**Text segment**.
Forming silicon into microscopic spheres forces it to absorb infrared light, enabling better photodetectors and solar cells
A depiction of a Mie mode is overlaid on a scanning electron micrograph of a polysilicon microsphere. (Image: UPV/CSIC) |
A team of Spanish researchers has developed a way for silicon (Si) to absorb wavelengths in the IR that it is normally transparent to, potentially enabling more-efficient photovoltaics, as well as Si photodetectors that can function in regions of the IR that were formerly inaccessible to Si-based devices.1
The approach consists of shaping polycrystalline Si into microspheres that form resonators supporting so-called Mie modes, resulting in long photon dwell times and thus eventual absorption.

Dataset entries
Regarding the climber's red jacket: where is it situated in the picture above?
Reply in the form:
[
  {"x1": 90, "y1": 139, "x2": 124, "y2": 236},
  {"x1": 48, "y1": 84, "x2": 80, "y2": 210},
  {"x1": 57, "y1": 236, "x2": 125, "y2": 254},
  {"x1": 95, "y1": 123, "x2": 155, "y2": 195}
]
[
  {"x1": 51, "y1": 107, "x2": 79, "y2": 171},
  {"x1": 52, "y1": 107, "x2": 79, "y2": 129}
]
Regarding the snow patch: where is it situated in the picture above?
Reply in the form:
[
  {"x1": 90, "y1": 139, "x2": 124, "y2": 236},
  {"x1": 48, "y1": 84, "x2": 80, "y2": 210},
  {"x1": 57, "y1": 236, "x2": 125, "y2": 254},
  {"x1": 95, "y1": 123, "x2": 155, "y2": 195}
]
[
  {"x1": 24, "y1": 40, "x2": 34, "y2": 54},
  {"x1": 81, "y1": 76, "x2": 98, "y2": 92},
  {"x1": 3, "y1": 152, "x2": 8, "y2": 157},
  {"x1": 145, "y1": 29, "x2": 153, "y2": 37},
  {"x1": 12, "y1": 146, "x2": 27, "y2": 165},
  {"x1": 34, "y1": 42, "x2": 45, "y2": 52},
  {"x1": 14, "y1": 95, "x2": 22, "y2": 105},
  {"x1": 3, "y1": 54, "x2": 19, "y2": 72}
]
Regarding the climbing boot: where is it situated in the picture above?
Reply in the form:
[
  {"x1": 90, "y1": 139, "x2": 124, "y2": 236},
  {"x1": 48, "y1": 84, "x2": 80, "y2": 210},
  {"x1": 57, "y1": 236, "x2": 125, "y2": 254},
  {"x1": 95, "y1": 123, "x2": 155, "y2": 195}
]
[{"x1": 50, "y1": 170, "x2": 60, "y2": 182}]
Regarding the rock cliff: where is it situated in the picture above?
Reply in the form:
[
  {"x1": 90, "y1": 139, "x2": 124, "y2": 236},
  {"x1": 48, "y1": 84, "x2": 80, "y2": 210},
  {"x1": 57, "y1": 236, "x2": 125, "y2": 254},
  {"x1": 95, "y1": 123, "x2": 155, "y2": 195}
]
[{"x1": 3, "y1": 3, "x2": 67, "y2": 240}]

**What is being asked**.
In the text on silicon microspheres above, reproduce word for word the part that opens with the words containing "Forming silicon into" and closes with "thus eventual absorption.".

**Solution for this problem**.
Forming silicon into microscopic spheres forces it to absorb infrared light, enabling better photodetectors and solar cells
A depiction of a Mie mode is overlaid on a scanning electron micrograph of a polysilicon microsphere. (Image: UPV/CSIC) |
A team of Spanish researchers has developed a way for silicon (Si) to absorb wavelengths in the IR that it is normally transparent to, potentially enabling more-efficient photovoltaics, as well as Si photodetectors that can function in regions of the IR that were formerly inaccessible to Si-based devices.1
The approach consists of shaping polycrystalline Si into microspheres that form resonators supporting so-called Mie modes, resulting in long photon dwell times and thus eventual absorption.